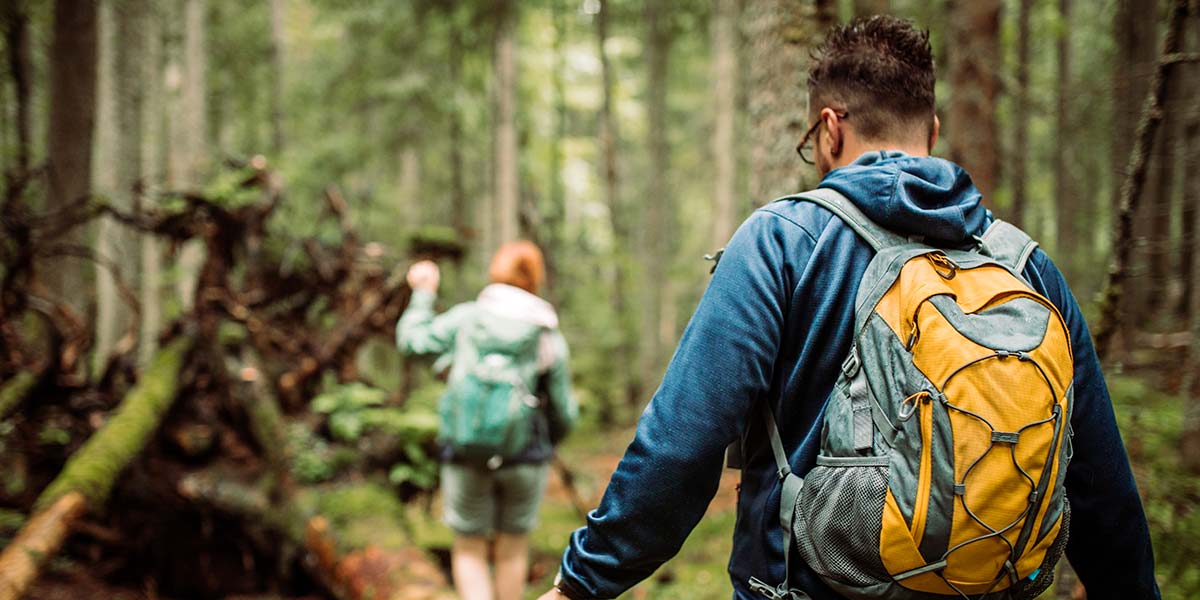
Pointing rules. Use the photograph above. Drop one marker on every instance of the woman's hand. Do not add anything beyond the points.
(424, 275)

= = =

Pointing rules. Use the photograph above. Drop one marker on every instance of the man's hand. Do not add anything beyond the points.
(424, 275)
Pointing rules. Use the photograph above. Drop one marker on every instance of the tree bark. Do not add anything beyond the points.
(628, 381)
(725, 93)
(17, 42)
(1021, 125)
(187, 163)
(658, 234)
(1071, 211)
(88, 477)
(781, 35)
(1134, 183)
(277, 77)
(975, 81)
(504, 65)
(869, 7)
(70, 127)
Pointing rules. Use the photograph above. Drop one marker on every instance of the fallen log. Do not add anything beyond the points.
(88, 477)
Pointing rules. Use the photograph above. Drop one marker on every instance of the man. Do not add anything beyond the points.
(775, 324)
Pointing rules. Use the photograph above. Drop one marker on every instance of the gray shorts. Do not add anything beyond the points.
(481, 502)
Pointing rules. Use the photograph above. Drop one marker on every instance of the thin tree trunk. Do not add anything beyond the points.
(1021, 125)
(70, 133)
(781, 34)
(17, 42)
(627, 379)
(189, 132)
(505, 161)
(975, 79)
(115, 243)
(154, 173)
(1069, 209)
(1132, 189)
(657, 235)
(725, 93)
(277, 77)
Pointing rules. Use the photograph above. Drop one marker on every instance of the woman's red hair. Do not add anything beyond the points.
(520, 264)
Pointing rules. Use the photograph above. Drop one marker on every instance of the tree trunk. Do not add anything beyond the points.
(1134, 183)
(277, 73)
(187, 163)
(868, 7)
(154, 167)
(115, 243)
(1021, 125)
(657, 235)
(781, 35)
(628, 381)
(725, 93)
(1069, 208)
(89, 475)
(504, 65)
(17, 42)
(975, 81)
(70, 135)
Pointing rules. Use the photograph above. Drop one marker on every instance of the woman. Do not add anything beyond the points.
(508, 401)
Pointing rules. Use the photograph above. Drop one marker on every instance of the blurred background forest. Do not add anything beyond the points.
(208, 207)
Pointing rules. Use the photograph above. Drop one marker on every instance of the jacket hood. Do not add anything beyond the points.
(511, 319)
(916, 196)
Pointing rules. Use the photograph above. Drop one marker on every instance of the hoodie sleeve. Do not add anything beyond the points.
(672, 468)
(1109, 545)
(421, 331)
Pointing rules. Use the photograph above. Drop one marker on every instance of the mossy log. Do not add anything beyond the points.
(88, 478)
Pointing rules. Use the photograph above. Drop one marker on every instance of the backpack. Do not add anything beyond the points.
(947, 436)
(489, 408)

= = =

*Description of the task*
Gather every line from the listing above that contains the word "trunk". Case counts, so match capitals and lowercase letters.

*Answer to the problem*
Pointing rules. Use the photograph above. Drop one marker on every instance of the thin tree trunk. Do not add anything beyond the points.
Pointing rules. Use the photograph above. Drop one marker on every instance of the tree trunk. Do not add anything beyond the points.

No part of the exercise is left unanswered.